* **List of tasks**
• 1. List every person named in the song article below.
• 2. In the song article below, rewrite the paragraph beginning "The song's original music video" as a short bulleted list that keeps its main facts.
• 3. Write the next part of the song article below, continuing from its final sentence.

* **Source excerpt**
───
Single by The Adventures

from the album Lions and Tigers and Bears
- B-side: "Straight to Heaven"
- Released: 1992
- Length: 4:26
- Label: Polydor
- Songwriter: Pat Gribben
- Producer: Pat Collier

The Adventures singles chronology
| "Your Greatest Shade of Blue" (1990) | "Raining All Over the World" (1992) | "Monday, Monday" (1993) |

= Raining All Over the World =

"Raining All Over the World" is a song by Northern Irish band The Adventures, which was released in 1992 by Polydor Records as the lead single from their fourth and final studio album, Lions and Tigers and Bears (1993). The song was written by Pat Gribben and produced by Pat Collier. "Raining All Over the World" reached number 68 in the UK Singles Chart and number 21 in the Music Week Top 50 Airplay Chart.

==Music video==
The song's original music video was shot by a French director who, according to the band's vocalist Terry Sharpe, had "all these ideas for a concept video which sounded dodgy to begin with". Polydor were unhappy with the results and asked the band re-shoot most of the video. Sharpe explained to the Sunday Sun in 1992, "The video revolved around me standing in the bathroom singing at myself in the mirror with a camera specially angled so you couldn't see it. This French guy was sitting underneath with two little sticks moving the mirror doors on the cabinet. The video had a lot of nice colours in it but didn't break into anything – our marketing people went berserk and told us to re-do most of it again."
───
* **Record excerpts**

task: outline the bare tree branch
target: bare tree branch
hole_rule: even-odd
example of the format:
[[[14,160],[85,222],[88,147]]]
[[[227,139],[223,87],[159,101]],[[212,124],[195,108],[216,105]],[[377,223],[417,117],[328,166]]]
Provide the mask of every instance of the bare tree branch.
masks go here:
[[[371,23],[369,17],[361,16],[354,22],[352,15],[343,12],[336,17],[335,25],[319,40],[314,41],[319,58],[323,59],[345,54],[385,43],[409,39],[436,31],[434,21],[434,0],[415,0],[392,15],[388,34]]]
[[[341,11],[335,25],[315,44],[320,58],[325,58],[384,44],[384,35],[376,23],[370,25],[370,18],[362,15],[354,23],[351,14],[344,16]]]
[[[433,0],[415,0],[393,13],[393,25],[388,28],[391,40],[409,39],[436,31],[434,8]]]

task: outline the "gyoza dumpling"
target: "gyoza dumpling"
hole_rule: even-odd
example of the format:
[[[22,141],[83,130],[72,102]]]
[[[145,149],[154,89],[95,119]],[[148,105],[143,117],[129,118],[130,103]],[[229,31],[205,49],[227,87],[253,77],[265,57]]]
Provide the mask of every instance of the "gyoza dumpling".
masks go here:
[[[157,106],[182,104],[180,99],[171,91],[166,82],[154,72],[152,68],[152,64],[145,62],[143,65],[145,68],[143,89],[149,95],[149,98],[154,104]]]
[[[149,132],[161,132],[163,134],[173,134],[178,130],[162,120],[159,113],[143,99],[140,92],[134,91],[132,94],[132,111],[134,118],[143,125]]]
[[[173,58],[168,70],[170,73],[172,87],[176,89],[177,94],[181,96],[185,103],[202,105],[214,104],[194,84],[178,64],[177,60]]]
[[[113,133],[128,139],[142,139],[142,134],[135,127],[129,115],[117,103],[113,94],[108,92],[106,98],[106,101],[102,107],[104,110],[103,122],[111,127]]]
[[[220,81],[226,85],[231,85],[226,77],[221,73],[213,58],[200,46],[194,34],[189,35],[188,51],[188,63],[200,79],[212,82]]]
───
* **Results**
• 1.
- Pat Gribben
- Pat Collier
- Terry Sharpe

• 2.
- A French director shot the original music video. Vocalist Terry Sharpe said the director's concept ideas "sounded dodgy to begin with."
- The video showed Sharpe in a bathroom singing at himself in the mirror. The camera was angled so it could not be seen.
- The director sat underneath and moved the mirror doors on the cabinet with two little sticks.
- According to Sharpe, the video had nice colors but "didn't break into anything."
- Polydor was unhappy with the result, and the band was asked to re-shoot most of it.
- Sharpe described all this to the Sunday Sun in 1992.

• 3.
==Critical reception==
On its release, Jim Lawn of The Lennox Herald described the song as "bright and breezy pop with a fabulous hook". In his 2015 book Chart Watch UK - Hits of 1988, James Masterton considered it to be a "memorable single" and "well worth seeking out".

==Track listing==
- 7-inch and cassette single
1. "Raining All Over the World" – 4:28
2. "Straight to Heaven" – 3:51

- 12-inch promotional single (UK)
3. "Raining All Over the World" – 4:28
4. "Straight to Heaven" – 3:51
5. "Say I'm Sorry" – 4:04
6. "In the Garden" – 4:00

- CD single
7. "Raining All Over the World" – 4:28
8. "Straight to Heaven" – 3:51
9. "Say I'm Sorry" – 4:04
10. "In the Garden" – 4:00

==Personnel==
The Adventures
- Terry Sharpe – lead vocals
- Pat Gribben – guitar
- Tony Ayre – bass
- Eileen Gribben – vocals

Additional musicians
- Peter-John Vettese – keyboards on "Raining All Over the World"
- Martin Hughes – drums on "Raining All Over the World" and "Say I'm Sorry"

Production
- Pat Collier – producer of "Raining All Over the World", "Straight to Heaven" and "Say I'm Sorry"
- Simon Nixon – engineer on "Raining All Over the World", "Straight to Heaven" and "Say I'm Sorry"
- Stephen Lipson – additional production and remixing on "Raining All Over the World"
- Heff Moraes – additional engineering on "Raining All Over the World"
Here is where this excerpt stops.